## Begin

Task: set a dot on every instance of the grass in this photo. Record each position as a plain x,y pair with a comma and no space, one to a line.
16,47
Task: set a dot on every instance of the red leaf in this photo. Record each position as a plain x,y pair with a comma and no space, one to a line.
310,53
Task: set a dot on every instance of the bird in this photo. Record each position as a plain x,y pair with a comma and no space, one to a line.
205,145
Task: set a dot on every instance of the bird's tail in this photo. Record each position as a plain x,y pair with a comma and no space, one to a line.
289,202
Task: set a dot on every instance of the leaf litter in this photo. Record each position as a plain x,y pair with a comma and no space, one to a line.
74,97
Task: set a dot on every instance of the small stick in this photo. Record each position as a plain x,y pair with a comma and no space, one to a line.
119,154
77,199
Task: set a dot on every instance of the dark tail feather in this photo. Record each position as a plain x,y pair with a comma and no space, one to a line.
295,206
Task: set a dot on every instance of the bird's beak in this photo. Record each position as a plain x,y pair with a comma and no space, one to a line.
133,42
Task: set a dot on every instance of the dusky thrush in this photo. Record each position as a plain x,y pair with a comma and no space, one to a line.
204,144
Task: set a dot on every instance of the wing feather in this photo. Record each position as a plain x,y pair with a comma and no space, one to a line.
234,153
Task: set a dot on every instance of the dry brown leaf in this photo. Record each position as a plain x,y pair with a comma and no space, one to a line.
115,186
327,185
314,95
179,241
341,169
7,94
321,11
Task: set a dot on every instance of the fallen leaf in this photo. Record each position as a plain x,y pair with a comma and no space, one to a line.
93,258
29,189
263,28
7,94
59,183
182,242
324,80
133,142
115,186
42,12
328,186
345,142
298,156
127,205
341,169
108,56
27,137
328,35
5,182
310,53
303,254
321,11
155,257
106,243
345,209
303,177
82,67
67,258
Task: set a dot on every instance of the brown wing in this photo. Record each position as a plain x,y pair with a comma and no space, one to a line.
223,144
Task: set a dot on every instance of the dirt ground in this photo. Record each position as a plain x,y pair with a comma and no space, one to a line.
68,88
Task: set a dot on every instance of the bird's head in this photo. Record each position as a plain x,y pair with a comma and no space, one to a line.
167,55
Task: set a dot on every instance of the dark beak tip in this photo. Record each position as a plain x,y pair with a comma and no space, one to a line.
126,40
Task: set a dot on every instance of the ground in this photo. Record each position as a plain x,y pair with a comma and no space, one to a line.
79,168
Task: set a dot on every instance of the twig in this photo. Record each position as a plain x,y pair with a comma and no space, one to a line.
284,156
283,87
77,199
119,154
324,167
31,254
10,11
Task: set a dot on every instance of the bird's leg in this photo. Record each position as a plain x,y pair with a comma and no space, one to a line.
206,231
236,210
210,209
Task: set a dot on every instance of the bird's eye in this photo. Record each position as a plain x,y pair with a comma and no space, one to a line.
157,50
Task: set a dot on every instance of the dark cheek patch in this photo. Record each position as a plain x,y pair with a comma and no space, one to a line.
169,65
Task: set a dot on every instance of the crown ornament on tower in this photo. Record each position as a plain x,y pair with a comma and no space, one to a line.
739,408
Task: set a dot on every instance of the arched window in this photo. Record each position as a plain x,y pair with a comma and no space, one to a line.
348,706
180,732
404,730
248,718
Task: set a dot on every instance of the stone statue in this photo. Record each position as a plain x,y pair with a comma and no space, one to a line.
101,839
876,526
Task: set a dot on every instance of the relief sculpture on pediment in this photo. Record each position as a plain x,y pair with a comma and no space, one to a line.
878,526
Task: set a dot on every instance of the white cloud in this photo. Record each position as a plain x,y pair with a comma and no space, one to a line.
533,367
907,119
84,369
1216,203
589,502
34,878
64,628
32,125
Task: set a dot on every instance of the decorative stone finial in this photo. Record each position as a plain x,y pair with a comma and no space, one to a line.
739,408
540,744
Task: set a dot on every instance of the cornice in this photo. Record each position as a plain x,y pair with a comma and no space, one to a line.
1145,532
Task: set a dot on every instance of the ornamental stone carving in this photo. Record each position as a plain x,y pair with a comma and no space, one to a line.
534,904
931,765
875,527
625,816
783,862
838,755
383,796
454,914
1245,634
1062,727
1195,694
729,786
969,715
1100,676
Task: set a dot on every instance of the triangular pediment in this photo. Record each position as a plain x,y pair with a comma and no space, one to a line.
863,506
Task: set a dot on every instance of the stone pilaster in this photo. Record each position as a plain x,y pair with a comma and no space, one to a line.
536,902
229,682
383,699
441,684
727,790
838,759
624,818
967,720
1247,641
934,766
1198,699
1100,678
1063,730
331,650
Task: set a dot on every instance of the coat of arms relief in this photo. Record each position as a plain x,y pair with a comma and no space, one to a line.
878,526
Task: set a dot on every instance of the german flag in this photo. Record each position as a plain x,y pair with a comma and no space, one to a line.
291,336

## End

Written request
Return each line of the data exactly as written above.

Finished exercise
Task: set a dot on every instance of the grass in this photo. Record each position as a plain x,y pair with a comma and no space, one to a line.
16,47
Task: set a dot on every instance of the red leaf in this photo. Record each position as a plain x,y pair with a comma and no space, one to a line.
310,53
Task: set a dot on every instance of the bird in this photo. Record each position as a plain x,y pair with a comma and no space, one to a line.
205,145
Task: set a dot on every instance of the bird's tail in this photo. Record each position as a plain x,y pair with a comma and no space, one to a line.
289,202
Task: set a dot on every instance of the leaf litter in this photo. Record each position as a plain x,y pair with a comma and no space, one to a line.
74,97
Task: set a dot on every instance of the small stick in this photo. Record each position as a plain x,y pair with a comma and no space, one to a line.
119,154
77,199
Task: set a dot on every instance of the dark tail feather in this photo. Record each position as a plain x,y pair with a comma and no space, one to a line.
295,206
Task: set a dot on every instance of the bird's beak in this photo. Record each position as a plain x,y pair with a comma and no space, one to a line.
133,42
Task: set a dot on every instance of the dusky thrush in this photo. Record each position as a plain x,y pair with a comma and no space, one to a line.
204,144
Task: set a dot on every instance of the wing feather in this photo. Record each position as a plain x,y pair with a comma and no space, one to a line.
234,153
Task: set a dot on every instance of the dry brown leaf in this photo. Record each position as a plain x,y pair with a comma and no space, one to a line.
115,186
327,185
314,95
179,241
341,169
7,94
321,11
Task: set a dot on every instance of the fallen leaf in this photo. Record each position as a plain x,y pair with a comma and no space, one to a line.
93,258
29,189
263,28
7,94
59,183
182,242
324,80
133,142
115,186
42,12
328,186
345,142
298,156
127,205
341,169
108,56
27,137
328,35
5,182
310,53
303,254
321,11
155,257
106,243
345,209
303,177
82,67
67,258
Task: set a dot on every instance of the brown wing in this photo. Record each position as a plain x,y pair with a comma and no space, one to a line.
223,144
Task: set a dot on every instance of the dirt ground in this photo. Record each position as a plain x,y pair with a comma and no space, one to a line.
68,88
Task: set a dot on every instance of the bird's head in this photo. Record each position as a plain x,y pair with a comma and no space, one to a line.
167,55
Task: set a dot on every instance of the dark beak tip in this photo. Record each position as a plain x,y pair with a comma and no space, one to a line.
126,40
Task: set a dot on every instance of the ground in this photo. Record each position as a plain x,y pair with a comma and no space, one to a line.
79,168
Task: set a dot on every instance of the twig in this photo. Record each position as a plain x,y pair with a comma and no space, one to a line.
284,156
283,87
77,199
119,154
324,167
31,254
10,11
Task: set a dot on every instance of the bird's leg in this photo. Record each position as a plain x,y pair with a comma and no space, one to a line.
206,231
236,210
210,209
Task: set a dot on every instance of the bird's eye in this photo. Record each position as a plain x,y pair with a comma and no space, one to a line.
157,50
Task: set a dot on every instance of the dark cheek patch in this photo. Record each position as a plain x,y pair with a comma and no space, one to a line.
169,65
Task: set a dot on every instance of the crown ornament on tower in this photo. Record each position as a plain x,y pair with a comma and no space, one to a line.
739,408
Task: set a dot on every instance of the arched window in this photo. Record each position as a plain x,y pair with a comma and no space, one to a line.
348,706
180,732
404,730
248,718
Task: set a dot on every instance of the stone statue in this photo. Record each position as a plain x,y pair with a comma and no space, one to a line.
101,839
876,526
Task: set a dot on every instance of the relief sculpture on pediment in this photo. Record each position as a plain x,y pair with a comma and no space, one to a line.
878,526
Task: set a dot on every instance of the white cloud in this photo. Record each position as a plain x,y pair with a comma and no space, one to a line.
533,367
907,119
84,369
1216,203
589,502
34,878
64,628
32,125
Task: set a dot on every instance of the decorative stone finial in this photo. Record each position as a plain x,y pair with a comma and no space, one to a line.
739,408
540,744
Task: set a dot on every instance of the cornice in this photo. Record each position as a plain x,y pair with a comma and no space, one to a line.
1145,532
Task: set a dot on every instance of the ornamental stone carving in this photo. Record each position as a plain x,y pair with a comma and no space, one to a line.
534,904
931,765
875,527
625,816
783,862
838,755
383,796
454,914
1245,634
1062,727
1195,694
729,786
969,715
1100,676
Task: set a dot on every instance of the triangular pediment in this photo. Record each position as a plain x,y pair with a comma and no space, one to a line.
863,506
Task: set a dot on every instance of the stone pilaster in this photo. Record each position as a plain x,y pair with a comma and no space, one to a line.
536,902
229,682
383,699
441,684
727,790
838,759
624,818
967,720
1247,641
934,766
1198,699
1100,678
1063,730
331,650
Task: set a dot on every instance of the coat of arms relief in this photo. Record each position as a plain x,y pair with a comma and no space, one to a line.
878,526
Task: set a dot on every instance of the german flag in this photo. Record each position as a plain x,y pair with a comma and no space, one to a line.
291,336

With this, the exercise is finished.